== Fragmento del texto ==
Debe subrayarse que, cuando reflexionó sobre política,
elaborando juicios controvertidos, la finalidad era contribuir al mejoramiento
de nuestra convivencia. No quiso engrosar la tradición de pensadores que
inventan utopías para acabar con lo político; esa dimensión era ineludible para
su análisis. Por supuesto, personas a quienes trató, como Jaspers o el mismo
Heidegger, merecen una especial consideración en su ideario. En cuanto a sus
trabajos intelectuales, cabe resaltar que no tienen un rigor estrictamente
filosófico, porque, con regularidad, la historia e incluso el periodismo dejan
huella en las composiciones arendtianas. En cualquier caso, sus textos contaron
con la fortuna de gestar debates que, sin duda, sirven para examinar los
problemas del presente.

== Tareas asignadas ==
1. Reproduce íntegras todas las líneas del tramo de los registros que va desde la línea que contiene "Objective — one dot on each instance of the pale" hasta el final de los registros, ambos extremos incluidos. Escala cada coordenada de las respuestas multiplicándola por 2,15 y redondéala al entero más cercano, con las mitades hacia arriba.
2. Prosigue el texto sobre el pensamiento político de Arendt a partir de su última oración.
El texto y los registros son materiales independientes entre sí.

== Registros proporcionados ==

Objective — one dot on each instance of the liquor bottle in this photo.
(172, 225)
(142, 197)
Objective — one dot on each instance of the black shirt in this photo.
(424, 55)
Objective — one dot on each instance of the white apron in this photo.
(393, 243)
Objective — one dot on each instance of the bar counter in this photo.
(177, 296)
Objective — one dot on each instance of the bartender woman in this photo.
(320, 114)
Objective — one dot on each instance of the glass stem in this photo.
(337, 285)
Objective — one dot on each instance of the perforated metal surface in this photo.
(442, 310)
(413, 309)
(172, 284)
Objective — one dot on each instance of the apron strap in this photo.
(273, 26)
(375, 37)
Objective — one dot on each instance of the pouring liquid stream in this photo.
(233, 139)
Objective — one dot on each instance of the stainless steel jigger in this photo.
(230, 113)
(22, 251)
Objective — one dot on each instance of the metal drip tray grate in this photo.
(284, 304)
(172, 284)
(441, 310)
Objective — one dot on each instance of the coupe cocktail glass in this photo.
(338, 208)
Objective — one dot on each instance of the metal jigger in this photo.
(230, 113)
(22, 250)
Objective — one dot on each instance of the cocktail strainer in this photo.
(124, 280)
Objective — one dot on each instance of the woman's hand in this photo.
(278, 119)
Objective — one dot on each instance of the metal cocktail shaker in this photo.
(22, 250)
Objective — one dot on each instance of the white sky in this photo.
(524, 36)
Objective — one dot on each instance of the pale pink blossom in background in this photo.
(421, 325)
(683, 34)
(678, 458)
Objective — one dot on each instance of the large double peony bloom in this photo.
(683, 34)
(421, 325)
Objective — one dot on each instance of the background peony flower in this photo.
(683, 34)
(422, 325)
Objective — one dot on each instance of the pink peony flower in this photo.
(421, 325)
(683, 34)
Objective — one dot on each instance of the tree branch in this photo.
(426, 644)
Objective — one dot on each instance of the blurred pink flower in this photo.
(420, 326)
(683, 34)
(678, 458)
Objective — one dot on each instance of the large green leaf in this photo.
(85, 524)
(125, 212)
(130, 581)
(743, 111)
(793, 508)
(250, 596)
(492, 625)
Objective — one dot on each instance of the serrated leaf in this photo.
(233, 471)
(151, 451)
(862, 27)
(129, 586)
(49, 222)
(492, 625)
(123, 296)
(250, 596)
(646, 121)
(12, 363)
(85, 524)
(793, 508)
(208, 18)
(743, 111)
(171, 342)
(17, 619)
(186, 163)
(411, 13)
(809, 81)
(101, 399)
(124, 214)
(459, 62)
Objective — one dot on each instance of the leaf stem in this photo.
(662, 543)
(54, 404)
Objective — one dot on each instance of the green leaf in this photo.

== Respuestas por tarea ==
1.
Objective — one dot on each instance of the pale pink blossom in background in this photo.
(905, 699)
(1468, 73)
(1458, 985)
Objective — one dot on each instance of the large double peony bloom in this photo.
(1468, 73)
(905, 699)
Objective — one dot on each instance of the background peony flower in this photo.
(1468, 73)
(907, 699)
Objective — one dot on each instance of the pink peony flower in this photo.
(905, 699)
(1468, 73)
Objective — one dot on each instance of the tree branch in this photo.
(916, 1385)
Objective — one dot on each instance of the blurred pink flower in this photo.
(903, 701)
(1468, 73)
(1458, 985)
Objective — one dot on each instance of the large green leaf in this photo.
(183, 1127)
(269, 456)
(280, 1249)
(1597, 239)
(1705, 1092)
(538, 1281)
(1058, 1344)
Objective — one dot on each instance of the serrated leaf in this photo.
(501, 1013)
(325, 970)
(1853, 58)
(277, 1260)
(105, 477)
(1058, 1344)
(264, 636)
(538, 1281)
(1389, 260)
(26, 780)
(183, 1127)
(1705, 1092)
(447, 39)
(1597, 239)
(368, 735)
(37, 1331)
(400, 350)
(884, 28)
(1739, 174)
(217, 858)
(267, 460)
(987, 133)
Objective — one dot on each instance of the leaf stem in this photo.
(1423, 1167)
(116, 869)
Objective — one dot on each instance of the green leaf in this photo.

2.
En su infinito afán de comprensión, Arendt no se
arredraba frente a prejuicios o dogmas que invocaban sus allegados. Eichmann en Jerusalén, su obra publicada
el año 1961, es un claro ejemplo de aquello. Manifestó entonces que el mal no
se presentaba sólo en seres monstruosos. Cumplir con un deber burocrático, por
más moral que pareciera, podía conducir al infierno político. El Tercer Reich
nos había enseñado que hasta un funcionario insípido podía contribuir a la
consumación de colosales atrocidades. Mas no se limitó a señalar esto, muy
importante para entender la condición humana. Opinó asimismo que los judíos, sus
compañeros de fe, no hicieron lo suficiente para defenderse del nazismo. Fue un
ejercicio de autocrítica que, obviamente, puso a prueba su gallardía
intelectual. Vale la pena decir que, como ocurrió con diferentes reflexiones,
su planteo no fue objeto de ninguna retractación.